Kojey Radical
KOJEY RADICAL / Photo: Jerusha Rose / Courtesy of Atlantic Records

Hip-Hop Matters: The Best Hip-Hop of March 2022

This month’s best hip-hop traverses the spectrum with the return of a legendary group, a dreamy jazz-rap collaboration, a UK drill upstart, and industrial rap metal.

Hip-hop never fails to surprise. Experimentation and boundary-pushing are built into the genre’s DNA – an awareness of the future that this column has frequently discussed. This month is no different. UK drill upstarts, psychedelic fantasies, and abrasive rap-metal hybrids all feature, displaying the full malleability of this most adaptable of genres. These albums are all thrilling, unique, and vital and offer something for all tastes. We hope you find plenty here to enjoy.


Kojey Radical – Reason to Smile [Atlantic Records]

One of the most exciting talents in UK music right now, Kojey Radical, is making a bid for stardom. The East Londoner is both versatile and productive and seems to have featured on endless streams of music, art, and fashion collaborations over the last few years. His ambitious music blurs the lines between myriad contemporary UK rap styles as well as funk and neo-soul – a fluidity brilliantly exemplified by Reason to Smile. The album contains countless highlights and surprises, from the bouncy, optimistic tone to its numerous guest features. This is the first major full-length release by this soon-to-be major artist.

Task to complete:
Copy the hip-hop column starting with "This month’s best" and going on through "industrial rap metal.", but change "legendary" to "celebrated".

Data section:
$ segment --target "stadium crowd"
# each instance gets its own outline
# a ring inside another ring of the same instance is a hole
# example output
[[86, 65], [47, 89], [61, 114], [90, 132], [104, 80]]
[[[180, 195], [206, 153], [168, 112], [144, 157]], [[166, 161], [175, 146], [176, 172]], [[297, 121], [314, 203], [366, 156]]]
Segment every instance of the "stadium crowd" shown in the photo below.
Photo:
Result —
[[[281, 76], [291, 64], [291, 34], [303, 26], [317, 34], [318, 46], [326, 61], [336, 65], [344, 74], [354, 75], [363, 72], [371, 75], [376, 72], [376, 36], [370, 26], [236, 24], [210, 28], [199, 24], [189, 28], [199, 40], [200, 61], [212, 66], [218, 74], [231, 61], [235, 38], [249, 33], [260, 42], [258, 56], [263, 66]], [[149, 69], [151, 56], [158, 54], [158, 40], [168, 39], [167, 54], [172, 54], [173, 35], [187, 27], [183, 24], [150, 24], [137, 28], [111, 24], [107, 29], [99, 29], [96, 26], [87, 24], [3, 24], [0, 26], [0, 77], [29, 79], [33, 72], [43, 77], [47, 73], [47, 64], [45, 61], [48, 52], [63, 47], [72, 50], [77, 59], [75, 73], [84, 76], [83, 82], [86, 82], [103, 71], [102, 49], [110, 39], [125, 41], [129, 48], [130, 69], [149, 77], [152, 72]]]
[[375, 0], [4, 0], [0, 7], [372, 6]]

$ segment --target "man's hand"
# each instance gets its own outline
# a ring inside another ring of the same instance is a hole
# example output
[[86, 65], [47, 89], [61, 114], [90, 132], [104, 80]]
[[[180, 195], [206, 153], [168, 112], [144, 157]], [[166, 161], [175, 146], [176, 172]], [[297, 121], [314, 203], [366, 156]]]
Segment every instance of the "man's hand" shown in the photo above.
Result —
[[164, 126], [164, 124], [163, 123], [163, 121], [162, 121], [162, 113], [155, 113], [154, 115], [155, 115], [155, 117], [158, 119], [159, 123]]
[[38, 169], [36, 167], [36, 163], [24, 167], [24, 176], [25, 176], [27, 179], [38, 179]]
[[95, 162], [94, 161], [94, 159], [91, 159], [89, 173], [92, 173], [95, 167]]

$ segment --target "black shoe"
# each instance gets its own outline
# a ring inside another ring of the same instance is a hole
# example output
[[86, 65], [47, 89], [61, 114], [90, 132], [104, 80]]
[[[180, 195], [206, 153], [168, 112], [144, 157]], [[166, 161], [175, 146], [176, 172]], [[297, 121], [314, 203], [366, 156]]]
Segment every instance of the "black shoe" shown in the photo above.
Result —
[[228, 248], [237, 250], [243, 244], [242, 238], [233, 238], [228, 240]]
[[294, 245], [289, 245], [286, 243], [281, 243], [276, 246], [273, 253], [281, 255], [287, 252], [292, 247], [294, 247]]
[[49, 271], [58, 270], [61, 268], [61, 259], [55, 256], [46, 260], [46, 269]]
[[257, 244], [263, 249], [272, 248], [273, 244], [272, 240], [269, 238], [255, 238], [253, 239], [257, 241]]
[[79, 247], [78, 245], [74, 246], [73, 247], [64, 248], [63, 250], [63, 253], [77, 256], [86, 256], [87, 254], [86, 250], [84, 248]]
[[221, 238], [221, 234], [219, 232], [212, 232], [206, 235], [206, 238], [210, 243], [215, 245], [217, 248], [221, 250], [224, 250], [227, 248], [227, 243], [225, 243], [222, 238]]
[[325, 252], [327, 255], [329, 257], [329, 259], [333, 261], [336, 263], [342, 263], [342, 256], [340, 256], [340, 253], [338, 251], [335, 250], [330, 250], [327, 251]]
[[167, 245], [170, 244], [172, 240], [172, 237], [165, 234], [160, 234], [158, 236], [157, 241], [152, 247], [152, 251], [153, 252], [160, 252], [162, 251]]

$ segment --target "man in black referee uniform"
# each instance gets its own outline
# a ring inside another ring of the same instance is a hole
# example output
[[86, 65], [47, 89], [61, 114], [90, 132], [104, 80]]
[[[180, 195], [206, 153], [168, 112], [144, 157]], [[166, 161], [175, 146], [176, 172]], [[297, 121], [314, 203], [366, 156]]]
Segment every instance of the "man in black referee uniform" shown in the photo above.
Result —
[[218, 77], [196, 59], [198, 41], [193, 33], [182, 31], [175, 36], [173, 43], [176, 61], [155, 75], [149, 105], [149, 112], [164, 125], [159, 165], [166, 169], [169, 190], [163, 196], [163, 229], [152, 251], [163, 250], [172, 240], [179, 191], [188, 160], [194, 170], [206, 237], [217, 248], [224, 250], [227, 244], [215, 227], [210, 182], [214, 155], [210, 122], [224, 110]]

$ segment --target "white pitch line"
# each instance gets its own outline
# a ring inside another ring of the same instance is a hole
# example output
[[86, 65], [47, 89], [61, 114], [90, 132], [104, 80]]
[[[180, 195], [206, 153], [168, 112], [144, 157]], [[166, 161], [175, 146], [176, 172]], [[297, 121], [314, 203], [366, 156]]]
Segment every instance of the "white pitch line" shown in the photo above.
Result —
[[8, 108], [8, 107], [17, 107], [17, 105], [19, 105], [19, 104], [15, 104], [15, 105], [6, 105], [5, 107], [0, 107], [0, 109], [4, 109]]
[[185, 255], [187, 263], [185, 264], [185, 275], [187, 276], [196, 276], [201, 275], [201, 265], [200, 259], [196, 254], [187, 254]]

Answer to the problem:
This month’s best hip-hop traverses the spectrum with the return of a celebrated group, a dreamy jazz-rap collaboration, a UK drill upstart, and industrial rap metal.